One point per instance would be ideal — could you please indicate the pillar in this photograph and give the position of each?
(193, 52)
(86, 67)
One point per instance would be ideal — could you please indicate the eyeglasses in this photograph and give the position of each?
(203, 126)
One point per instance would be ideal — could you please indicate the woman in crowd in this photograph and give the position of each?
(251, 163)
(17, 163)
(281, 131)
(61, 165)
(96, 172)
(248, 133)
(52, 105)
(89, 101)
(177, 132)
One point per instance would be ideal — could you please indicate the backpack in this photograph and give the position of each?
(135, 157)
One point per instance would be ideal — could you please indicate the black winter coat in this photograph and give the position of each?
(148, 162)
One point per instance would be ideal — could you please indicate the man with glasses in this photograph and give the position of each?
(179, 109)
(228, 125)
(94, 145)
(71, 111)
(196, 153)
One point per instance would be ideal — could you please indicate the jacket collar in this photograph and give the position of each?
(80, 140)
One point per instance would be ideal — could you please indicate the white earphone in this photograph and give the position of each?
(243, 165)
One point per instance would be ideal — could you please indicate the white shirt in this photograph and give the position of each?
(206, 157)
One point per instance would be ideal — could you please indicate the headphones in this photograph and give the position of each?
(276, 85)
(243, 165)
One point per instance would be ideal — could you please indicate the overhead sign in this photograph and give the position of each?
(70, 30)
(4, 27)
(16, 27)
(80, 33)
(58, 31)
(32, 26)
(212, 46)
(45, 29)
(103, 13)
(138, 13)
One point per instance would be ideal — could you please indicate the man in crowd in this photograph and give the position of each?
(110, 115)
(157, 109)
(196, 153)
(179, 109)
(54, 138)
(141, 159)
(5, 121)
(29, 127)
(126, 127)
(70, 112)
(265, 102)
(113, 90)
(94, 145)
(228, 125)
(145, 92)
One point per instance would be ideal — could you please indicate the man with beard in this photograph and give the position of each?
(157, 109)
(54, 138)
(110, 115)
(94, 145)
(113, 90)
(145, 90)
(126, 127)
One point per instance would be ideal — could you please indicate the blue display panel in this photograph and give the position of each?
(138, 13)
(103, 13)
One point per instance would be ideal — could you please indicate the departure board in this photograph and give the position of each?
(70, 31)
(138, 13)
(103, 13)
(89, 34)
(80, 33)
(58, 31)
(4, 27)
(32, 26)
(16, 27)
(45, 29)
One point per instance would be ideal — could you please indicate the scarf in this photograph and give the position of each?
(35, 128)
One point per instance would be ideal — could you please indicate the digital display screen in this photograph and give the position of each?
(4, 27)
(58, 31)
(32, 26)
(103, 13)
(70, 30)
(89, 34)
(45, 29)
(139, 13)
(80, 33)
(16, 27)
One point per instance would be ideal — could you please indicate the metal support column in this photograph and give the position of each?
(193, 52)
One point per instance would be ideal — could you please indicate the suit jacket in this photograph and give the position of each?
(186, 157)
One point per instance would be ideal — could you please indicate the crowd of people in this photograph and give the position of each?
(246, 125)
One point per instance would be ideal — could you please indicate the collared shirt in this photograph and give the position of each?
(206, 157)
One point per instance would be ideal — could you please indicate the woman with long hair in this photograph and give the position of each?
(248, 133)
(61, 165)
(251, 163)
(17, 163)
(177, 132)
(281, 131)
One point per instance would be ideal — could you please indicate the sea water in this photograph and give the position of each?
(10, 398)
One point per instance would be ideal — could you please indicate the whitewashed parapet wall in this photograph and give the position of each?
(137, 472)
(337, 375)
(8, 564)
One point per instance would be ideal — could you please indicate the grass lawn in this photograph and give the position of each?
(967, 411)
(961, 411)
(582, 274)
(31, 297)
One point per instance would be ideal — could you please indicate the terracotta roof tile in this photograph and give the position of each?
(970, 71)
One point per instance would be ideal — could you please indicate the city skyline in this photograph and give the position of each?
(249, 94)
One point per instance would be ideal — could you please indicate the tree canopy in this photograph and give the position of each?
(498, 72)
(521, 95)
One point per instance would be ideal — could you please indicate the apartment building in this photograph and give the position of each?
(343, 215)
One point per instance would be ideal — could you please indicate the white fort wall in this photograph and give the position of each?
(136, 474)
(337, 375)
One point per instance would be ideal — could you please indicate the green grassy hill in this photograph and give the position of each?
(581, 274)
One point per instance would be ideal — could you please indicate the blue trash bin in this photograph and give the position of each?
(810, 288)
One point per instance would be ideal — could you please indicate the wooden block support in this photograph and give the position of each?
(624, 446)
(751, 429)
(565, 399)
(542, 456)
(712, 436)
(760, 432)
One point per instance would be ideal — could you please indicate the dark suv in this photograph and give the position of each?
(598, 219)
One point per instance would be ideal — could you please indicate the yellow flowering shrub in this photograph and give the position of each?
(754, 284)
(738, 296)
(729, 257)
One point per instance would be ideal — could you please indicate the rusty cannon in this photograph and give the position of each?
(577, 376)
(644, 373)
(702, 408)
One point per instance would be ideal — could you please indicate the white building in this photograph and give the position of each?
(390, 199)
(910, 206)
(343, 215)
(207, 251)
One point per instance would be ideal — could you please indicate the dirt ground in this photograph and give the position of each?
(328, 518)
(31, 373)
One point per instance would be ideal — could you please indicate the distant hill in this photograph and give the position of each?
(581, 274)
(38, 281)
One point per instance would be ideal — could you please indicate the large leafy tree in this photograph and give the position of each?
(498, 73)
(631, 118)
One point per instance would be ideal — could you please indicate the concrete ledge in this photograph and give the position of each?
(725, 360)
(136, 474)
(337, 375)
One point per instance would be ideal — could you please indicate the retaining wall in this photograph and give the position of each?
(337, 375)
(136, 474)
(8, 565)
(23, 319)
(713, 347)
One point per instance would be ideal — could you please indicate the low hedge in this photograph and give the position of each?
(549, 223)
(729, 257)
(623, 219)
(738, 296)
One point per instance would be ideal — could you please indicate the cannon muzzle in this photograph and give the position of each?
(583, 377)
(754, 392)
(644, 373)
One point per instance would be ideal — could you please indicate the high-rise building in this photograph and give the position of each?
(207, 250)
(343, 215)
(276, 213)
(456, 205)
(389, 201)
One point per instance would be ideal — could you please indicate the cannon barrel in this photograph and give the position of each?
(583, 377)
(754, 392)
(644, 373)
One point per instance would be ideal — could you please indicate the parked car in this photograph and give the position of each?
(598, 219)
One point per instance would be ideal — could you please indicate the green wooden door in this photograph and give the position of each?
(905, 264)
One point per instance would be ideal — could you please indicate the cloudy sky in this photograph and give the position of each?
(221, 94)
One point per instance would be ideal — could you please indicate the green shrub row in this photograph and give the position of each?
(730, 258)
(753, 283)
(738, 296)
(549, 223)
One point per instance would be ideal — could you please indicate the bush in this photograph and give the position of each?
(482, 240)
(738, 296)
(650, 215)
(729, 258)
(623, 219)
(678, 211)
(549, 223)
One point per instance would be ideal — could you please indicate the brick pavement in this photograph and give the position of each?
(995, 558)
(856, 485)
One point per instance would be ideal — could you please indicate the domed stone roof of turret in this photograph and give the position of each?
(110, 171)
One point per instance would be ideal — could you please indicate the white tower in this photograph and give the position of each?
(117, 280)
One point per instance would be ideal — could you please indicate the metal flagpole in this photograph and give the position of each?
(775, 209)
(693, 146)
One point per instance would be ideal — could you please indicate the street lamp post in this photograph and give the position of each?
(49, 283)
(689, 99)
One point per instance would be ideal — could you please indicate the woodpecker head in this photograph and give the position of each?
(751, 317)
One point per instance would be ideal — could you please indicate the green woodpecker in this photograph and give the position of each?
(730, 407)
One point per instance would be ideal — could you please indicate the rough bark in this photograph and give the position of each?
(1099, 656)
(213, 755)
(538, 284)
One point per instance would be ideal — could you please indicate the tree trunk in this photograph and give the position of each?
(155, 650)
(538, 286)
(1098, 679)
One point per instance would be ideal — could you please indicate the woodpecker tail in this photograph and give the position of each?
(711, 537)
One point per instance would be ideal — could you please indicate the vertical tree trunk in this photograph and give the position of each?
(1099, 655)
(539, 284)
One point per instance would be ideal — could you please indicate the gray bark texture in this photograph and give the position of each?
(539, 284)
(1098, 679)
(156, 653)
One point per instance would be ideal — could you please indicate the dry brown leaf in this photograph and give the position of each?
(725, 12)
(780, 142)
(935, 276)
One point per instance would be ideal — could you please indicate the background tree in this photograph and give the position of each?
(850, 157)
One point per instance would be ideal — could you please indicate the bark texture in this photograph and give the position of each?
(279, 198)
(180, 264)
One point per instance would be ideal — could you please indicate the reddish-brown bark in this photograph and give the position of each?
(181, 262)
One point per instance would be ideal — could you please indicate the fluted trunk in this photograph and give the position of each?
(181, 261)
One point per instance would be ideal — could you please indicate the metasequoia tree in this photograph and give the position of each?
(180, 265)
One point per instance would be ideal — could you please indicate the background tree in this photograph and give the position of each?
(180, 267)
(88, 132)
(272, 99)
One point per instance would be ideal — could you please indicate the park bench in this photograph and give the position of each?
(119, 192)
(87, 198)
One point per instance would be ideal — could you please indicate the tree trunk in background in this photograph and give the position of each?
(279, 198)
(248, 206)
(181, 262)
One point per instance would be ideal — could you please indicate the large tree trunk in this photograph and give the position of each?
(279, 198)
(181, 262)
---*---
What needs to be done: Leave out every line before the one containing "indicate the bark"; set down that line and all remaining lines of the material exactly.

Output:
One point per instance would be ideal — could you please indicate the bark texture in this photograph and give the position of each?
(279, 198)
(180, 264)
One point per instance would be ideal — could you please indicate the reddish-brown bark in this photograph and give the position of each?
(181, 262)
One point per instance would be ideal — could you please indicate the fluted trunk in this photograph and give the position of each?
(181, 261)
One point per instance would be ideal — could you please indicate the metasequoia tree in this photograph and give the position of each?
(180, 265)
One point per instance would be ideal — could you please indicate the background tree in this photograph and give the position of each?
(180, 267)
(88, 132)
(272, 99)
One point per instance would be ideal — could you please indicate the park bench in this photograph and give the position of each?
(119, 192)
(87, 198)
One point per instance would be ideal — could you please indicate the tree trunk in background in this photograph and give the position of each?
(279, 198)
(248, 206)
(181, 262)
One point per instance would be ideal — could you please indicate the large tree trunk in this photograph and give the position of each?
(279, 198)
(181, 262)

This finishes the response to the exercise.